--- Requirements ---
Rewrite all of the records below, changing "one marker per instance" to "a single marker for each instance" wherever it occurs and keeping everything else the same.

--- Material ---

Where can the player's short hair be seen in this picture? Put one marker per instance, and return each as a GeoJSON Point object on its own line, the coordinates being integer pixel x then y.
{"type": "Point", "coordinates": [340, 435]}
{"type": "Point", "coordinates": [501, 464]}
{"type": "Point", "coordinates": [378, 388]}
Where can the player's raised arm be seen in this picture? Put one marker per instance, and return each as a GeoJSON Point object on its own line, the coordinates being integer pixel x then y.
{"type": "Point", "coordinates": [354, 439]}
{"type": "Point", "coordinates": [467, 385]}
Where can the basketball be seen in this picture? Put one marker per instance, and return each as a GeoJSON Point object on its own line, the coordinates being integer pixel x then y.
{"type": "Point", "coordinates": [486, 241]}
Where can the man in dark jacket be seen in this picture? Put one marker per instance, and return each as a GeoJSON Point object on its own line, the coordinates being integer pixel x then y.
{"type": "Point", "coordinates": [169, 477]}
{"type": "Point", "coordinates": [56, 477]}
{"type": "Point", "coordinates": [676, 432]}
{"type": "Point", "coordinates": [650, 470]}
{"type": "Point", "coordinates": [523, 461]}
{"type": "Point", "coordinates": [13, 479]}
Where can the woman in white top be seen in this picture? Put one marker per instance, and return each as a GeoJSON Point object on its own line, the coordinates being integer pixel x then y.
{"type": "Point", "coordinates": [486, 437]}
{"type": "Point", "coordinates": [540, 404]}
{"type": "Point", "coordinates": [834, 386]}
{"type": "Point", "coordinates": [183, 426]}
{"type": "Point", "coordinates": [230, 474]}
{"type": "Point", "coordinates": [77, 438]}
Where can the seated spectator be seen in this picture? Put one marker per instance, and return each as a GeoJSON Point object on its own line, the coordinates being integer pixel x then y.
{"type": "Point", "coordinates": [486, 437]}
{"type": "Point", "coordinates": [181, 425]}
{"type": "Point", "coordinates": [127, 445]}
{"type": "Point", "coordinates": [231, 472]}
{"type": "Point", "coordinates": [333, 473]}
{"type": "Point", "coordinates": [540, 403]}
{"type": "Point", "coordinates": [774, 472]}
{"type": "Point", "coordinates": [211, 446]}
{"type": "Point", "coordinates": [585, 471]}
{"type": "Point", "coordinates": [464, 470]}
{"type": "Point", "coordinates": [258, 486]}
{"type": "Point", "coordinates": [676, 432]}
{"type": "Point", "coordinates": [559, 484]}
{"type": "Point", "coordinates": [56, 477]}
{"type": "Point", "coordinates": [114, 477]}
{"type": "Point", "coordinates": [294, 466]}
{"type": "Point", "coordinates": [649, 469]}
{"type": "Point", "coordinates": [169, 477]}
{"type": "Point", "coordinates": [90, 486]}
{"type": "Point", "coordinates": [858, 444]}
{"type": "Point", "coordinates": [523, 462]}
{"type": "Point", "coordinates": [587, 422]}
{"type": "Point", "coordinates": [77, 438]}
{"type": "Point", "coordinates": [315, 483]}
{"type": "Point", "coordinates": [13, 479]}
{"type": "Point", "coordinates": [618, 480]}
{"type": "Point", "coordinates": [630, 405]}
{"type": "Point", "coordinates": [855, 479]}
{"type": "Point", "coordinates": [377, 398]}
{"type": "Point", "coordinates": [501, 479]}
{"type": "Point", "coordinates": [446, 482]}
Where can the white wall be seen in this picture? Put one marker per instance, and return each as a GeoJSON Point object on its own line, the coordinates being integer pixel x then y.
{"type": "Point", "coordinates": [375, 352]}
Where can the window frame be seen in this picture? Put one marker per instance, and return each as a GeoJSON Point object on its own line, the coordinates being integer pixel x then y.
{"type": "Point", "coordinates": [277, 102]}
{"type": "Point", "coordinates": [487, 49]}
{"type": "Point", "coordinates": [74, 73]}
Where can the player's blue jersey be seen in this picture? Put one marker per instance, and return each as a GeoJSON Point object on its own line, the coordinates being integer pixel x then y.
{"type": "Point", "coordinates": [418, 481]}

--- Exercise solution ---
Where can the player's short hair be seen in this picture? Put a single marker for each instance, and return each as a GeoJSON Point object on its own line, the coordinates being integer pixel x then y.
{"type": "Point", "coordinates": [340, 435]}
{"type": "Point", "coordinates": [501, 464]}
{"type": "Point", "coordinates": [378, 388]}
Where can the player's raised arm be seen in this picture? Put a single marker for each instance, and return each as a GeoJSON Point object on its own line, the coordinates being integer pixel x then y.
{"type": "Point", "coordinates": [354, 439]}
{"type": "Point", "coordinates": [467, 385]}
Where can the basketball be seen in this picture? Put a single marker for each instance, and return each as a GeoJSON Point object on its own line, the coordinates being integer pixel x then y.
{"type": "Point", "coordinates": [486, 241]}
Where can the man in dark jacket be seen in this picture? Put a single marker for each instance, and return each as a GeoJSON Point object on its own line, the coordinates being integer pixel x then y.
{"type": "Point", "coordinates": [169, 477]}
{"type": "Point", "coordinates": [56, 477]}
{"type": "Point", "coordinates": [676, 432]}
{"type": "Point", "coordinates": [650, 470]}
{"type": "Point", "coordinates": [523, 461]}
{"type": "Point", "coordinates": [13, 479]}
Where can the woman in white top be seen in this picture? Put a single marker for each instance, and return each as a GeoJSON Point object on its own line, the coordinates being integer pixel x then y.
{"type": "Point", "coordinates": [486, 437]}
{"type": "Point", "coordinates": [540, 404]}
{"type": "Point", "coordinates": [834, 386]}
{"type": "Point", "coordinates": [183, 426]}
{"type": "Point", "coordinates": [230, 474]}
{"type": "Point", "coordinates": [77, 438]}
Where can the seated spectator be seen in this picture? Put a single marker for each instance, and return each as a GeoJSON Point object on its own line, the coordinates being integer pixel x then y.
{"type": "Point", "coordinates": [486, 437]}
{"type": "Point", "coordinates": [181, 425]}
{"type": "Point", "coordinates": [127, 445]}
{"type": "Point", "coordinates": [231, 472]}
{"type": "Point", "coordinates": [333, 473]}
{"type": "Point", "coordinates": [540, 403]}
{"type": "Point", "coordinates": [774, 472]}
{"type": "Point", "coordinates": [211, 446]}
{"type": "Point", "coordinates": [585, 471]}
{"type": "Point", "coordinates": [464, 470]}
{"type": "Point", "coordinates": [258, 486]}
{"type": "Point", "coordinates": [676, 432]}
{"type": "Point", "coordinates": [559, 484]}
{"type": "Point", "coordinates": [56, 477]}
{"type": "Point", "coordinates": [114, 477]}
{"type": "Point", "coordinates": [294, 466]}
{"type": "Point", "coordinates": [649, 469]}
{"type": "Point", "coordinates": [169, 477]}
{"type": "Point", "coordinates": [90, 486]}
{"type": "Point", "coordinates": [858, 444]}
{"type": "Point", "coordinates": [523, 462]}
{"type": "Point", "coordinates": [587, 422]}
{"type": "Point", "coordinates": [77, 438]}
{"type": "Point", "coordinates": [315, 483]}
{"type": "Point", "coordinates": [13, 479]}
{"type": "Point", "coordinates": [618, 480]}
{"type": "Point", "coordinates": [630, 405]}
{"type": "Point", "coordinates": [855, 479]}
{"type": "Point", "coordinates": [377, 398]}
{"type": "Point", "coordinates": [501, 479]}
{"type": "Point", "coordinates": [446, 482]}
Where can the white wall be seen in this picture? Put a single marker for each instance, and return each as a GeoJSON Point object on its own line, the coordinates being integer pixel x then y.
{"type": "Point", "coordinates": [375, 352]}
Where can the window frame be seen in this picture? Put a single marker for each instance, and return each as a GeoJSON Point object on its own line, the coordinates being integer pixel x then y.
{"type": "Point", "coordinates": [277, 102]}
{"type": "Point", "coordinates": [487, 49]}
{"type": "Point", "coordinates": [74, 73]}
Where can the player's blue jersey be seen in this picture? Put a single marker for each instance, and return each as a GeoJSON Point object on its own line, the coordinates being integer pixel x then y.
{"type": "Point", "coordinates": [418, 481]}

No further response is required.